# Loch Lorna WK156



## Linnea LL590 (Jan 23, 2010)

Hi gents ..I have a wee puzzle.. Loch Lorna was 18 tonns LOA 48 feet built Stephens in 1928 ..She was bought to Lybster in 1952 from Ullapool reg as UL81 and was sold to Stromness in 1962 as K504. However she does not appear in the 1950 Olsens in Ullapool so I presume she was not there very long..Can anyone enlighten me on any of her history between being launched and going to Ullapool registration ..Many thanks


----------



## Douglas Paterson (May 2, 2010)

There's a BRD 159 White Heather 18 tons, built Macduff 1928 showing in 1932 and 1938 Olsens.
Douglas
www.fishingboatheritage.com


----------



## Linnea LL590 (Jan 23, 2010)

Hi Doug thanks for that I pursue this .... I dont think she was long in UL reg at all As an aside do you know where the BRD and UL registers are held???


----------



## Douglas Paterson (May 2, 2010)

The BRD registers are in Edinburgh. The UL registers up to 1928 are also there. I have been told that the other UL registers were in the UL Fishery Office but I have also seen references to them perhaps being in a private collection which seems strange given that they are public do***ents.
Douglas
www.fishingboatheritage.com


----------

Raw data:
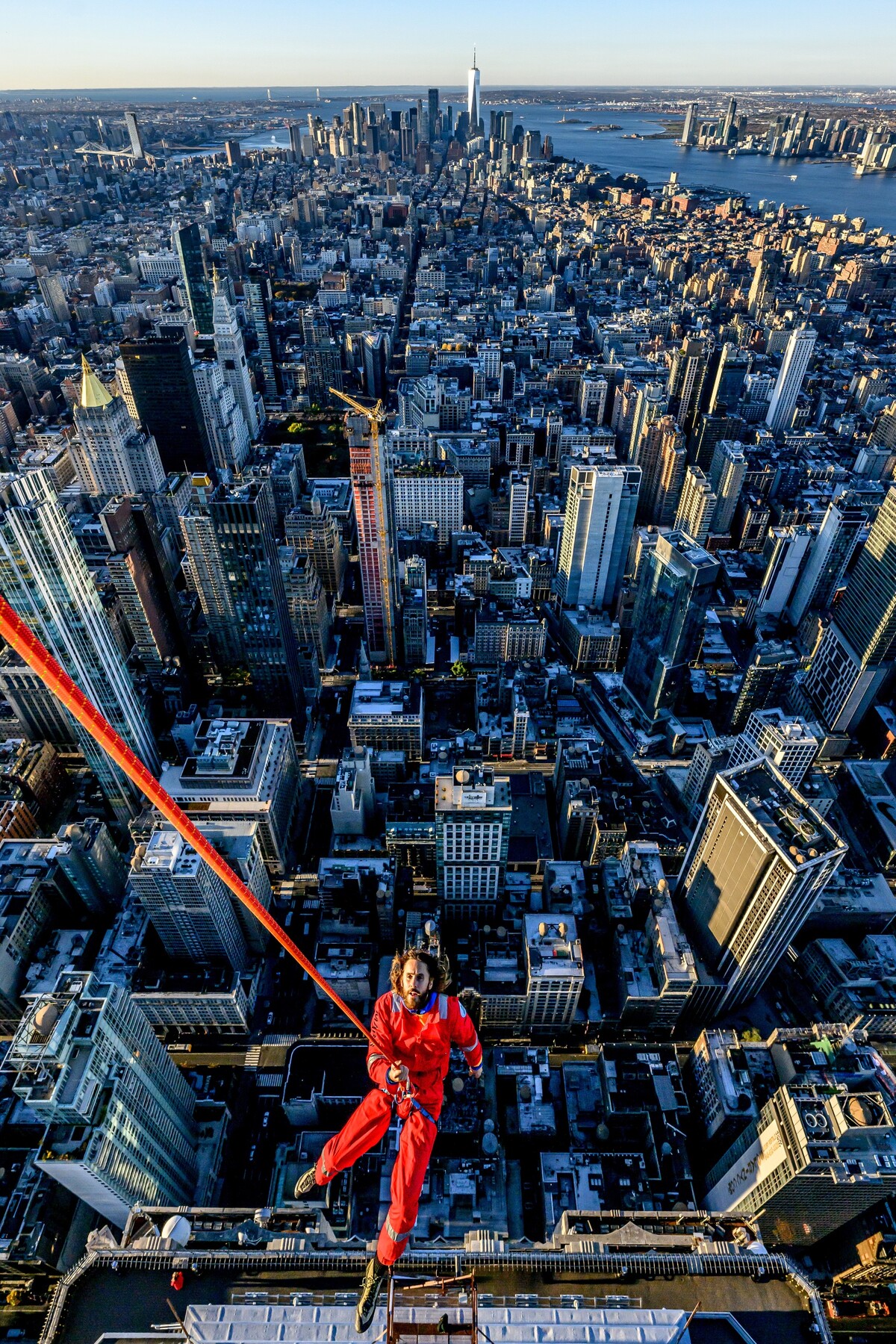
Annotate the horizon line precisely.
[0,81,896,101]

Exercise task 1:
According to the Loch Lorna thread, where are the BRD registers held?
Exercise task 2:
Name every town or city that appears in the Loch Lorna thread.
Exercise task 3:
Reproduce the part of the Loch Lorna thread that opens with the words containing "Hi Doug thanks" and closes with "are public do***ents.".
The listing has no connection to the Loch Lorna thread.

Exercise solution 1:
Edinburgh

Exercise solution 2:
Lybster, Ullapool, Stromness, Macduff, Edinburgh

Exercise solution 3:
Hi Doug thanks for that I pursue this .... I dont think she was long in UL reg at all As an aside do you know where the BRD and UL registers are held???


----------



## Douglas Paterson (May 2, 2010)

The BRD registers are in Edinburgh. The UL registers up to 1928 are also there. I have been told that the other UL registers were in the UL Fishery Office but I have also seen references to them perhaps being in a private collection which seems strange given that they are public do***ents.